### Your assignment
Give back every line of the data below exactly.

### Exercise materials
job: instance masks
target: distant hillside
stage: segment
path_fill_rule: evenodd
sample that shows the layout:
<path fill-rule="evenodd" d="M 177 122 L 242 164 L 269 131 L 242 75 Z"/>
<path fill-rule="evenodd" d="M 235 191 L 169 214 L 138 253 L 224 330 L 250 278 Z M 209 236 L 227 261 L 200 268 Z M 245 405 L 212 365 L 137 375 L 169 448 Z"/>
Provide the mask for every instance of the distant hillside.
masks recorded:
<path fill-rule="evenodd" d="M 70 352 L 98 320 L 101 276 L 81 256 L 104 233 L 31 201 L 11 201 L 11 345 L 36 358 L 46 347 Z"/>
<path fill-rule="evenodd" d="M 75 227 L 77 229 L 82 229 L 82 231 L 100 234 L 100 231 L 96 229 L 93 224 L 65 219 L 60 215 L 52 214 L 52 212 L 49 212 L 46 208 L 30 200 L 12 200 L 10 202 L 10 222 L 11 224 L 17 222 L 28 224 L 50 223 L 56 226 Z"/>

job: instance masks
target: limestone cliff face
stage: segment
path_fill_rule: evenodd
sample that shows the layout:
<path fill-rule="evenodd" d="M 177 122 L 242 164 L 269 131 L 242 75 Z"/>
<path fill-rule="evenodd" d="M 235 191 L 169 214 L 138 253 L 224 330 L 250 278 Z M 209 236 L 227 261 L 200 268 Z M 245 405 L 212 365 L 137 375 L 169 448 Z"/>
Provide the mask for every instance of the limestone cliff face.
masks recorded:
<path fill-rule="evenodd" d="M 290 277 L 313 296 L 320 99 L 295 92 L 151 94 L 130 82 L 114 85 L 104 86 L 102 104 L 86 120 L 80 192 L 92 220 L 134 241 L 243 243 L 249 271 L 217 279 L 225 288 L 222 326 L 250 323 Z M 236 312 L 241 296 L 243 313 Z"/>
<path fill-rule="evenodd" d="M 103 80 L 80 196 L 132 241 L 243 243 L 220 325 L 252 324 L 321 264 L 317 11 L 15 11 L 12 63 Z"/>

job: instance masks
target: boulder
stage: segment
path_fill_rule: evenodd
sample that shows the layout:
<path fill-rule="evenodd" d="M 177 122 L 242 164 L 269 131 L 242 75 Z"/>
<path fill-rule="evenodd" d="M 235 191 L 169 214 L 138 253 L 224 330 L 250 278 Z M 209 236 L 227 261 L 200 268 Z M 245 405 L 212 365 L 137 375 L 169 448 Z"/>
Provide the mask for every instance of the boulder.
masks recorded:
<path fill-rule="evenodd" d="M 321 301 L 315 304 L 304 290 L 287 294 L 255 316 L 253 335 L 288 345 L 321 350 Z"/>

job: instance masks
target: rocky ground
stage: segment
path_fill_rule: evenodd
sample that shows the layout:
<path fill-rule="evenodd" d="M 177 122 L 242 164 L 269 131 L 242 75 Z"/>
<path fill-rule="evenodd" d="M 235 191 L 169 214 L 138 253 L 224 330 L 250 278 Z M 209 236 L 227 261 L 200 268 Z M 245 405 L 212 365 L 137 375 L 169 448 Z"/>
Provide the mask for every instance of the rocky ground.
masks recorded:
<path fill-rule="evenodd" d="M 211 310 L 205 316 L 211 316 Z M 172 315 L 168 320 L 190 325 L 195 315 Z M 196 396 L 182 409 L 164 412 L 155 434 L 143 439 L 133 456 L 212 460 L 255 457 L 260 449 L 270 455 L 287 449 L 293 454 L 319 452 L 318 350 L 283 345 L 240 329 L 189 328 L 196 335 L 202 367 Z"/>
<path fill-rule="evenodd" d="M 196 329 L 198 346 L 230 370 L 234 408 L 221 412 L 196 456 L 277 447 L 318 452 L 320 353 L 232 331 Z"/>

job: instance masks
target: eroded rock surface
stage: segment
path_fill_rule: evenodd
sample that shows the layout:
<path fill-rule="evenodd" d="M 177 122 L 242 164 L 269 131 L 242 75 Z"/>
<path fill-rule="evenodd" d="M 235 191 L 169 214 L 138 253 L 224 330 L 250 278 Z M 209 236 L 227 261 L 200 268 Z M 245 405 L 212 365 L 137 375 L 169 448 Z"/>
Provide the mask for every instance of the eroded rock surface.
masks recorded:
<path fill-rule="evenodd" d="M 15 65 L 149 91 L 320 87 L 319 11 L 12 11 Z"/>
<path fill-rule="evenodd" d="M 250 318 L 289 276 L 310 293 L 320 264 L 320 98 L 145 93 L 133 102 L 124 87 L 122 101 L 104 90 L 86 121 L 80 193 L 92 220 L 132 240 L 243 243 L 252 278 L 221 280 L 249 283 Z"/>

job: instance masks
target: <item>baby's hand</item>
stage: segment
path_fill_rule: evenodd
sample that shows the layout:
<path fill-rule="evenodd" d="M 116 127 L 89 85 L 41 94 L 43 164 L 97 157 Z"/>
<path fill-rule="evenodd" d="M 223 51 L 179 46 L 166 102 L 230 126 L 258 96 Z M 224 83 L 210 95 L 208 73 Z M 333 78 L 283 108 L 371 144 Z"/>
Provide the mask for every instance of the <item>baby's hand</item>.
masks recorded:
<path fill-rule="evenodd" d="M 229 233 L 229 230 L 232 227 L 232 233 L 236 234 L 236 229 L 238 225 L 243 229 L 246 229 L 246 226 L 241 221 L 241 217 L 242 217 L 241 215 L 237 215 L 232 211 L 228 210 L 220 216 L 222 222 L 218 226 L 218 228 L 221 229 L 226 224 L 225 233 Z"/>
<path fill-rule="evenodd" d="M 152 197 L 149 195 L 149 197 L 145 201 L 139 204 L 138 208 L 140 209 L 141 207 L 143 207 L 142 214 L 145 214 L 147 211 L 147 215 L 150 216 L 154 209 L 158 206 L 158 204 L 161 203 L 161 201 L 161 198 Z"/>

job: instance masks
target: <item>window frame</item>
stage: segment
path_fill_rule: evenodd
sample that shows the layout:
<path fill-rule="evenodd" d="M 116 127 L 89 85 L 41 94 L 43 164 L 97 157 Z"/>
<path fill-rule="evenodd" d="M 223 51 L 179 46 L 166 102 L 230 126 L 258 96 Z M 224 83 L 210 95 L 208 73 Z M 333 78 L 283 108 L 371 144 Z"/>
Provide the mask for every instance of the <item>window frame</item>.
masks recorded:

### Result of the exercise
job: instance masks
target: distant hillside
stage: segment
path_fill_rule: evenodd
sample that shows the layout:
<path fill-rule="evenodd" d="M 177 122 L 242 164 L 269 131 L 242 75 Z"/>
<path fill-rule="evenodd" d="M 235 191 L 169 214 L 138 253 L 224 330 L 250 278 Z M 209 236 L 227 261 L 200 268 Z M 245 405 L 212 365 L 137 375 L 169 448 Z"/>
Provide the mask for every instance of the distant hillside.
masks recorded:
<path fill-rule="evenodd" d="M 70 352 L 98 320 L 101 276 L 81 256 L 104 233 L 31 201 L 11 201 L 11 345 L 36 358 L 46 347 Z"/>
<path fill-rule="evenodd" d="M 75 227 L 77 229 L 82 229 L 82 231 L 100 234 L 100 231 L 96 229 L 93 224 L 65 219 L 60 215 L 52 214 L 52 212 L 49 212 L 46 208 L 30 200 L 12 200 L 10 202 L 10 222 L 11 224 L 17 222 L 28 224 L 50 223 L 56 226 Z"/>

job: instance masks
target: limestone cliff face
stage: segment
path_fill_rule: evenodd
sample that shows the layout:
<path fill-rule="evenodd" d="M 177 122 L 242 164 L 269 131 L 242 75 Z"/>
<path fill-rule="evenodd" d="M 235 191 L 169 214 L 138 253 L 224 330 L 250 278 Z M 209 236 L 227 261 L 200 268 Z M 245 405 L 212 365 L 137 375 L 169 448 Z"/>
Provide the mask for every instance of the limestone cliff face.
masks recorded:
<path fill-rule="evenodd" d="M 290 277 L 313 296 L 320 99 L 295 92 L 151 94 L 130 82 L 114 85 L 104 86 L 102 104 L 86 120 L 80 192 L 92 220 L 134 241 L 243 243 L 249 271 L 217 279 L 225 288 L 222 326 L 250 323 Z M 236 312 L 241 296 L 243 313 Z"/>
<path fill-rule="evenodd" d="M 103 80 L 80 196 L 132 241 L 243 243 L 220 325 L 252 324 L 321 264 L 317 11 L 15 11 L 12 63 Z"/>

job: instance masks
target: boulder
stage: segment
path_fill_rule: evenodd
sample that shows the layout:
<path fill-rule="evenodd" d="M 177 122 L 242 164 L 269 131 L 242 75 Z"/>
<path fill-rule="evenodd" d="M 235 191 L 169 214 L 138 253 L 224 330 L 250 278 Z M 209 236 L 227 261 L 200 268 Z M 245 405 L 212 365 L 137 375 L 169 448 Z"/>
Provide the mask for every instance of the boulder.
masks recorded:
<path fill-rule="evenodd" d="M 321 301 L 315 304 L 304 290 L 287 294 L 255 316 L 253 335 L 288 345 L 321 350 Z"/>

job: instance masks
target: rocky ground
stage: segment
path_fill_rule: evenodd
sample that shows the layout:
<path fill-rule="evenodd" d="M 177 122 L 242 164 L 269 131 L 242 75 Z"/>
<path fill-rule="evenodd" d="M 235 191 L 169 214 L 138 253 L 224 330 L 250 278 Z M 209 236 L 227 261 L 200 268 Z M 245 405 L 212 365 L 137 375 L 169 448 Z"/>
Provide the mask for every instance of the rocky ground.
masks recorded:
<path fill-rule="evenodd" d="M 211 310 L 205 316 L 211 316 Z M 172 315 L 168 320 L 190 325 L 195 315 Z M 196 396 L 182 409 L 164 412 L 155 434 L 143 439 L 133 456 L 212 460 L 255 457 L 260 449 L 270 455 L 287 449 L 293 454 L 319 452 L 318 350 L 283 345 L 240 329 L 189 328 L 196 335 L 202 367 Z"/>
<path fill-rule="evenodd" d="M 196 329 L 198 346 L 230 370 L 234 408 L 221 412 L 196 456 L 277 447 L 318 452 L 320 353 L 232 331 Z"/>

job: instance masks
target: eroded rock surface
stage: segment
path_fill_rule: evenodd
sample that shows the layout:
<path fill-rule="evenodd" d="M 177 122 L 242 164 L 269 131 L 242 75 Z"/>
<path fill-rule="evenodd" d="M 235 191 L 169 214 L 138 253 L 224 330 L 250 278 Z M 209 236 L 227 261 L 200 268 Z M 245 405 L 212 365 L 137 375 L 169 448 Z"/>
Provide the mask for every instance of the eroded rock surface.
masks recorded:
<path fill-rule="evenodd" d="M 15 65 L 149 91 L 320 87 L 319 11 L 12 11 Z"/>
<path fill-rule="evenodd" d="M 250 318 L 289 276 L 310 293 L 320 264 L 320 98 L 145 93 L 133 102 L 124 87 L 122 101 L 104 90 L 86 121 L 80 193 L 92 220 L 132 240 L 243 243 L 252 278 L 221 280 L 249 283 Z"/>

job: instance masks
target: <item>baby's hand</item>
stage: segment
path_fill_rule: evenodd
sample that shows the layout:
<path fill-rule="evenodd" d="M 116 127 L 89 85 L 41 94 L 43 164 L 97 157 Z"/>
<path fill-rule="evenodd" d="M 223 51 L 179 46 L 166 102 L 230 126 L 258 96 Z M 224 83 L 210 95 L 208 73 Z M 333 78 L 283 108 L 371 144 Z"/>
Provide the mask for every instance of the <item>baby's hand</item>.
masks recorded:
<path fill-rule="evenodd" d="M 229 233 L 229 230 L 232 227 L 232 233 L 236 234 L 236 229 L 238 225 L 243 229 L 246 229 L 246 226 L 241 221 L 241 217 L 242 217 L 241 215 L 237 215 L 232 211 L 228 210 L 220 216 L 222 222 L 218 226 L 218 228 L 221 229 L 226 224 L 225 233 Z"/>
<path fill-rule="evenodd" d="M 152 197 L 149 195 L 149 197 L 145 201 L 139 204 L 138 208 L 140 209 L 141 207 L 143 207 L 142 214 L 145 214 L 147 211 L 147 215 L 150 216 L 154 209 L 158 206 L 158 204 L 161 203 L 161 201 L 161 198 Z"/>

job: instance masks
target: <item>window frame</item>
stage: segment
path_fill_rule: evenodd
sample that shows the layout:
<path fill-rule="evenodd" d="M 116 127 L 89 85 L 41 94 L 43 164 L 97 157 Z"/>
<path fill-rule="evenodd" d="M 223 51 L 179 46 L 166 102 L 230 126 L 258 96 Z M 224 83 L 210 95 L 208 73 Z M 333 78 L 283 108 L 371 144 Z"/>
Provide the mask for every instance of the <item>window frame</item>.
masks recorded:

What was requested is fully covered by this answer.